* [Short exercise] Your task is to return the line containing "[spot] the bird's tail, one" plus every line after it, exactly and with nothing added.

* [Labeled-object pointing entries]
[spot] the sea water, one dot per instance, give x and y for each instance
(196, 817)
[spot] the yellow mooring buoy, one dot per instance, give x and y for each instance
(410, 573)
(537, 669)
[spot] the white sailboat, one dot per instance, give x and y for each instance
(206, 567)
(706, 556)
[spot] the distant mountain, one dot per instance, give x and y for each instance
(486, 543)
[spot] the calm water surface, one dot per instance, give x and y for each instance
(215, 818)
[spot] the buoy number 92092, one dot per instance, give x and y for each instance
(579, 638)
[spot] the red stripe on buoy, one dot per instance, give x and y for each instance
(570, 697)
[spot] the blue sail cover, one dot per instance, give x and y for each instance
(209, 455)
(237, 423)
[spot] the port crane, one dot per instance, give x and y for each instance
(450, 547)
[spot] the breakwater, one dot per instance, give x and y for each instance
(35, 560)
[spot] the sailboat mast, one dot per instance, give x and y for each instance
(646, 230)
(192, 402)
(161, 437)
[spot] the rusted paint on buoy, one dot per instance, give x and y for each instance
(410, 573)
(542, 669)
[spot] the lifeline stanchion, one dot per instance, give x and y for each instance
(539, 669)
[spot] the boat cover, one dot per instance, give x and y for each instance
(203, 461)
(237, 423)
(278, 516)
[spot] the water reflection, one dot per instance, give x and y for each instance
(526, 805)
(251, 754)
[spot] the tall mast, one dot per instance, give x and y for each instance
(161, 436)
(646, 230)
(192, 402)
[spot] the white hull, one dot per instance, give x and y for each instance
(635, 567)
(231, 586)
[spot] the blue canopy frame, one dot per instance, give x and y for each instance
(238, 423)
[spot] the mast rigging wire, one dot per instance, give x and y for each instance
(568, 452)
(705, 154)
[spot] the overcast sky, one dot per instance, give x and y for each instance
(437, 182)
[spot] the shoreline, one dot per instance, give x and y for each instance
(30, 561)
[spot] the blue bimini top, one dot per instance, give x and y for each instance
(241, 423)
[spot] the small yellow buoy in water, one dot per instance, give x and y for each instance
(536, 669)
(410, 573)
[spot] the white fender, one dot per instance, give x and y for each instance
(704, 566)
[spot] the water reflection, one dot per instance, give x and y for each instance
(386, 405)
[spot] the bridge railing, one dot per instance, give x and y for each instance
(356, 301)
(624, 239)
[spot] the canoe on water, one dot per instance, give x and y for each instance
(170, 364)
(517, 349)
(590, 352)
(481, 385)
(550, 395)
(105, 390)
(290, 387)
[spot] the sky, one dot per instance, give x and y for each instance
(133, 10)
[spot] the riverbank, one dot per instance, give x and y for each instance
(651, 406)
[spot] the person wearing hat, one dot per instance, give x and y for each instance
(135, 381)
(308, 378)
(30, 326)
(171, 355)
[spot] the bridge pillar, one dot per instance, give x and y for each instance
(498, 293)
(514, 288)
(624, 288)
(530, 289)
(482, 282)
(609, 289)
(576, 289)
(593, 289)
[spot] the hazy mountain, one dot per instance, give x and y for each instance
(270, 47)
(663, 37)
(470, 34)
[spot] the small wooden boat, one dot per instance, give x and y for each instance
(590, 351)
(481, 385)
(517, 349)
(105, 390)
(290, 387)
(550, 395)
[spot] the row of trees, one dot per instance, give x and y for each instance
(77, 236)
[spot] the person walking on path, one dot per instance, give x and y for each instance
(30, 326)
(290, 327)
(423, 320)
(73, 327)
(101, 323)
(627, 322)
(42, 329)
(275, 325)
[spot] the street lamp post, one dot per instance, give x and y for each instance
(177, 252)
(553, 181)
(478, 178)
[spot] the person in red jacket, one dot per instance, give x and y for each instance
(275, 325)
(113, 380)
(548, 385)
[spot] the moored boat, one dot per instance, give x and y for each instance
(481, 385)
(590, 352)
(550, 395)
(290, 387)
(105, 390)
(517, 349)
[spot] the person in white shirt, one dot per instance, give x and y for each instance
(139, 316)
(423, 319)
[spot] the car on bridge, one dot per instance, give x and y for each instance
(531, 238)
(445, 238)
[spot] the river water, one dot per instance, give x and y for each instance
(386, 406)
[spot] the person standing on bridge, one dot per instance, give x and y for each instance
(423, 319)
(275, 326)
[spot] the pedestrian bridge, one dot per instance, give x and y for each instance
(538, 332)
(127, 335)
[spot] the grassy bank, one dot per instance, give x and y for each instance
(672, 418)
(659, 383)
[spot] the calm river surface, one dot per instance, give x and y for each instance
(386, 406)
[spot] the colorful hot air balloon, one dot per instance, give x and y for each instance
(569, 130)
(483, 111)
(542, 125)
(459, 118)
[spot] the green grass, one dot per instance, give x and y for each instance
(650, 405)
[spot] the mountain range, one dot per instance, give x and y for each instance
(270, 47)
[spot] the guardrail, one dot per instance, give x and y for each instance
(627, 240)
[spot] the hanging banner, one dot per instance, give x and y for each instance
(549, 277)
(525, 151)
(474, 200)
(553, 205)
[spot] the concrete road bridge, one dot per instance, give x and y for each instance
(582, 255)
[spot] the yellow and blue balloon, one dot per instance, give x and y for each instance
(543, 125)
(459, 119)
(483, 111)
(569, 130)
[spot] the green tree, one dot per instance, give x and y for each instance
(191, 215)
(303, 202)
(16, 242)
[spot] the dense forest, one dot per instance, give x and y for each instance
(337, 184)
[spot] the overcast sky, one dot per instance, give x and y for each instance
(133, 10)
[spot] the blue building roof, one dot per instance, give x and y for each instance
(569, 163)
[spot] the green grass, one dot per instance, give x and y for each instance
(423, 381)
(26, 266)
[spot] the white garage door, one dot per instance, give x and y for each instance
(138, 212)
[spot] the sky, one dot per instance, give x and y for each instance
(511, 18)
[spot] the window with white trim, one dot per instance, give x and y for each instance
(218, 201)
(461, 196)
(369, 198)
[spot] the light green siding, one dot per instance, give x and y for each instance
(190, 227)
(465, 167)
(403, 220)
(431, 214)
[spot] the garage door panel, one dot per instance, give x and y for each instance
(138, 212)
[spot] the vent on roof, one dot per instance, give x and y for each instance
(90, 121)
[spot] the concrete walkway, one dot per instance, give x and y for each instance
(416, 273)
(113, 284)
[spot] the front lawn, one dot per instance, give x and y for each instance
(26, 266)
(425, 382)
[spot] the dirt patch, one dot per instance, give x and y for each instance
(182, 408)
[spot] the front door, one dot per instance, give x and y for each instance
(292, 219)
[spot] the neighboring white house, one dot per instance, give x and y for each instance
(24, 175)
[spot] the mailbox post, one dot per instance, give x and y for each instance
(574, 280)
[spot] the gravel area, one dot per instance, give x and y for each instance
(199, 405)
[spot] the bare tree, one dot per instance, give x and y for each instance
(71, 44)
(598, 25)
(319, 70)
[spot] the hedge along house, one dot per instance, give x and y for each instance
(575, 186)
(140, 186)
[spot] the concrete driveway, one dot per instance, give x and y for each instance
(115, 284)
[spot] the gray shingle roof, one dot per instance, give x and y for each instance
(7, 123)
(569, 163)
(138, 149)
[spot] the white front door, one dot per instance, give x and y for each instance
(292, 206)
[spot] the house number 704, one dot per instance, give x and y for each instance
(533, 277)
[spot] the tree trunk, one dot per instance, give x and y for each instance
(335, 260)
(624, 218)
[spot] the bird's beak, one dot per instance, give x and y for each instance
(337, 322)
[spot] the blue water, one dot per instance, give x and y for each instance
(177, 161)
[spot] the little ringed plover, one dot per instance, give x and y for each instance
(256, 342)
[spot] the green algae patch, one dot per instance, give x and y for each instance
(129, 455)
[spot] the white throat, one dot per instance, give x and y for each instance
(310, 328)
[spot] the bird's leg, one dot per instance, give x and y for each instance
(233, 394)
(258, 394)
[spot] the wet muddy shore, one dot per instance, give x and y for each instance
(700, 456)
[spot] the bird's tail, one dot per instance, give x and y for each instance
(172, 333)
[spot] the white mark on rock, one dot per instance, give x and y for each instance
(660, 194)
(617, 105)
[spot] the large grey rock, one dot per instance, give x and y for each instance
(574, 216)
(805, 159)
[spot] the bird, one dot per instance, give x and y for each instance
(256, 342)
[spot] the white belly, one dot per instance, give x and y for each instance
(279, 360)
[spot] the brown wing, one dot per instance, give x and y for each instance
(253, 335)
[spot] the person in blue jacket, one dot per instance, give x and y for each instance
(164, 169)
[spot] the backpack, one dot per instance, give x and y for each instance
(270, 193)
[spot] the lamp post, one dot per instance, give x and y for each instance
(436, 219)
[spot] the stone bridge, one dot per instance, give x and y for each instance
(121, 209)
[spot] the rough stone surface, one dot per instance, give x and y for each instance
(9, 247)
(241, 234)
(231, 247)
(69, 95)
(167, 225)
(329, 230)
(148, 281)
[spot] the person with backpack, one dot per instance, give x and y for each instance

* [Exercise output]
[spot] the bird's tail, one dot per instance, give x and y for each instance
(172, 333)
[spot] the white mark on rock, one dot per instance, give x and y for each instance
(660, 194)
(617, 105)
[spot] the large grey rock, one dot per instance, give x and y for each instance
(574, 216)
(805, 159)
[spot] the bird, one dot per instance, give x and y for each instance
(256, 342)
[spot] the white belly, one dot per instance, give x and y for each instance
(279, 360)
[spot] the brown wing, one dot per instance, give x and y for each instance
(253, 335)
[spot] the person in blue jacket, one dot per instance, give x and y for each instance
(164, 169)
[spot] the backpack, one dot per instance, give x and y for each instance
(270, 193)
[spot] the lamp post, one dot per instance, give x and y for each instance
(436, 219)
[spot] the stone bridge, one dot per instance, give x and y for each instance
(121, 209)
[spot] the rough stone surface, one dot per instance, give x and y for each instance
(9, 247)
(241, 234)
(231, 247)
(69, 95)
(167, 225)
(329, 230)
(148, 281)
[spot] the person with backpack, one dot per instance, give x and y for each instance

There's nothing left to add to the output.